● Task objective:
Your output is the line containing "the flower bud" plus all lines after it to the end of the records, reproduced exactly, with nothing else.

━━━━━ Extracted entries

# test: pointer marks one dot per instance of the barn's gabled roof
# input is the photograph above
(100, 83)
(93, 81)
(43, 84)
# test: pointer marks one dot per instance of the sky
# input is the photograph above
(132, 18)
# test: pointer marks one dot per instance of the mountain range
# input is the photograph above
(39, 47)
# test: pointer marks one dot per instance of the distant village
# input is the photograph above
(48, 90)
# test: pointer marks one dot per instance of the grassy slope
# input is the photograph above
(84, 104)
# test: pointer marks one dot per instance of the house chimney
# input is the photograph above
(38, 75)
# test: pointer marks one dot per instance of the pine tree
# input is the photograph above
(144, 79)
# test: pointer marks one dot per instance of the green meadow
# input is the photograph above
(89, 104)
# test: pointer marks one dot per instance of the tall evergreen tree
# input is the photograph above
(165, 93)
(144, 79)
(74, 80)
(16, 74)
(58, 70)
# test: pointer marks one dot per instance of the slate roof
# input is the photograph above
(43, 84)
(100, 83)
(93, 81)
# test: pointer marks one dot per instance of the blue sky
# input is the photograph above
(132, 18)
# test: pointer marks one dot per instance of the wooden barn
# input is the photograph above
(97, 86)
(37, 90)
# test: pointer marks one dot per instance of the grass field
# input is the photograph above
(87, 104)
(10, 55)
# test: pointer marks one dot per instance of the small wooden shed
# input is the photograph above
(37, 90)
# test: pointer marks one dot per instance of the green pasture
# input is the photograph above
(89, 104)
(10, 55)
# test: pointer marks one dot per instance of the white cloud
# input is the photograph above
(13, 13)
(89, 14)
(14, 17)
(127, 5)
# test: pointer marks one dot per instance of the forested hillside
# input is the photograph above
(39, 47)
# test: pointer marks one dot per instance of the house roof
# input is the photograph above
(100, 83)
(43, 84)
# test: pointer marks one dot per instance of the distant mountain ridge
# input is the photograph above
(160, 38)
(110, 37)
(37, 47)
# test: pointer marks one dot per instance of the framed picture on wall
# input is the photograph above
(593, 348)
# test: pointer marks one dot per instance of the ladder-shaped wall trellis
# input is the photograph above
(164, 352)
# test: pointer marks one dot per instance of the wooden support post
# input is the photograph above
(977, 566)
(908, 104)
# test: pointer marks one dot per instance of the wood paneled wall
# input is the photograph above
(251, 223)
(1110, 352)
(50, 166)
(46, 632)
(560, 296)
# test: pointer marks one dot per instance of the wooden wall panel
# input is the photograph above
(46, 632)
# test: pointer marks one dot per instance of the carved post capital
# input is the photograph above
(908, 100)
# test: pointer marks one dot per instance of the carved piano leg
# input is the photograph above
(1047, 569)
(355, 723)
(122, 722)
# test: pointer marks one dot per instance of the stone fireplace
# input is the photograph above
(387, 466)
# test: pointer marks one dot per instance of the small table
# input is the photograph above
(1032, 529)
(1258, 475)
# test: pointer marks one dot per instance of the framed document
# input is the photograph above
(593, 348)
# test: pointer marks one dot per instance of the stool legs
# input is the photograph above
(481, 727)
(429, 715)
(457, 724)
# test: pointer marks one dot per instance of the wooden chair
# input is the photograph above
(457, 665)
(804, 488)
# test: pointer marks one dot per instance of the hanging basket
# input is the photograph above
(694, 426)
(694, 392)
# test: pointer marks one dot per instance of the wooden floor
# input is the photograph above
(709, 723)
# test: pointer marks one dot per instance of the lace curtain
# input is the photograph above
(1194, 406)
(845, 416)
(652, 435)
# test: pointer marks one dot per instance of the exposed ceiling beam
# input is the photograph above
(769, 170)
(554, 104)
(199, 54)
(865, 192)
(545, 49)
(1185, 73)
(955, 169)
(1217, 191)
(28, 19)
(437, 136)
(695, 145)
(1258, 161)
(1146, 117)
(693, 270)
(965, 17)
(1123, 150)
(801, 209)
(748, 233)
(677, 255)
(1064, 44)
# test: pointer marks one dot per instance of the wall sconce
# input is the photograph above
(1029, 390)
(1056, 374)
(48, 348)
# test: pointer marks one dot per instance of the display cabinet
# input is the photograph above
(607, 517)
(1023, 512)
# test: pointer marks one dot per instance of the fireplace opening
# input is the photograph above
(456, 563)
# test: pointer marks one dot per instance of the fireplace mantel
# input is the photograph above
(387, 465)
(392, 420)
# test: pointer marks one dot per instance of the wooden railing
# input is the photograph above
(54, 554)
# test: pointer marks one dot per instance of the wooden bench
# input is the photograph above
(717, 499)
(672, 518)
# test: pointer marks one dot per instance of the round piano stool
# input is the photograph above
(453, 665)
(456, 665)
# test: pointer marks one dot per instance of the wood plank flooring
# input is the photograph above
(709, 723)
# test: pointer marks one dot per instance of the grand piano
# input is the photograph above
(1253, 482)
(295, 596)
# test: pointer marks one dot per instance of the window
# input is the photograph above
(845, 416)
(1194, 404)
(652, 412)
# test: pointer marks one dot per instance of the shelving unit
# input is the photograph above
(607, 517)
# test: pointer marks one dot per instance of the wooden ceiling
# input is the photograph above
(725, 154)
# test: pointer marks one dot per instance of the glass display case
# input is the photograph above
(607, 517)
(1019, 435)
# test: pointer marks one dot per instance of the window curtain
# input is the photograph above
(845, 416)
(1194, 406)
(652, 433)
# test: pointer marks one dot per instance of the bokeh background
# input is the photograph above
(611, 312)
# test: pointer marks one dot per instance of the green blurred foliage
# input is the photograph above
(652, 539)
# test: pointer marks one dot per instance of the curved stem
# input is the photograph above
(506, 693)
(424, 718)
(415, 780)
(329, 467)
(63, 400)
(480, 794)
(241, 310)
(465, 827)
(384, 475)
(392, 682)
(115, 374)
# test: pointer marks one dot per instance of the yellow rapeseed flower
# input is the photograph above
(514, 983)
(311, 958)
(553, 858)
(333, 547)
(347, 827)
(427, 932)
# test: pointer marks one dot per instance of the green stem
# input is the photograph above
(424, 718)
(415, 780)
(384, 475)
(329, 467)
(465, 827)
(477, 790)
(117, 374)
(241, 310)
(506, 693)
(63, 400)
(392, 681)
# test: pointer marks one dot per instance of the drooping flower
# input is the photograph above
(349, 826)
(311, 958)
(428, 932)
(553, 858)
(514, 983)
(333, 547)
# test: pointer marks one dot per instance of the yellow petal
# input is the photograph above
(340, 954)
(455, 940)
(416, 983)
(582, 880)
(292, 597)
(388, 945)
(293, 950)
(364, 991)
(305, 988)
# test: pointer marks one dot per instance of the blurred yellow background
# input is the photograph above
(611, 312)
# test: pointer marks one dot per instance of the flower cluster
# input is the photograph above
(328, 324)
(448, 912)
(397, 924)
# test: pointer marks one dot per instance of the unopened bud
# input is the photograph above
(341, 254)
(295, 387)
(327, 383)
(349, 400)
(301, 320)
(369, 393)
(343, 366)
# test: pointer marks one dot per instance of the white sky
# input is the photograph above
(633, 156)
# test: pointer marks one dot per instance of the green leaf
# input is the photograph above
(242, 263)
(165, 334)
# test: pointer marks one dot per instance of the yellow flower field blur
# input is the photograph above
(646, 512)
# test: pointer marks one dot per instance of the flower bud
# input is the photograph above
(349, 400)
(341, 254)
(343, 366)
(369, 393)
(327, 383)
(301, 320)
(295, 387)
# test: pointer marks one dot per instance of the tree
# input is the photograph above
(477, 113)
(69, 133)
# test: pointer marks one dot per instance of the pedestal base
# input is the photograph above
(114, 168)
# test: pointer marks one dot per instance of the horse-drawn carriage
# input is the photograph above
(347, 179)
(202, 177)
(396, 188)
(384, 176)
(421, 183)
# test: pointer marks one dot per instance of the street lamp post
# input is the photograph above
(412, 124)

━━━━━━━━━━

● In response:
# test: pointer marks one dot per instance of the flower bud
# input is the photograph above
(349, 400)
(341, 254)
(343, 366)
(369, 393)
(327, 383)
(301, 320)
(295, 387)
# test: pointer marks one dot per instance of the tree
# input is the photograph above
(477, 113)
(69, 133)
# test: pointer marks one dot per instance of the pedestal base
# input is the photograph above
(114, 168)
# test: pointer marks one dot per instance of the horse-drawn carriage
# input is the photograph above
(347, 179)
(202, 177)
(396, 188)
(384, 176)
(421, 183)
# test: pointer marks one dot per instance of the street lamp post
# input is the photograph above
(412, 124)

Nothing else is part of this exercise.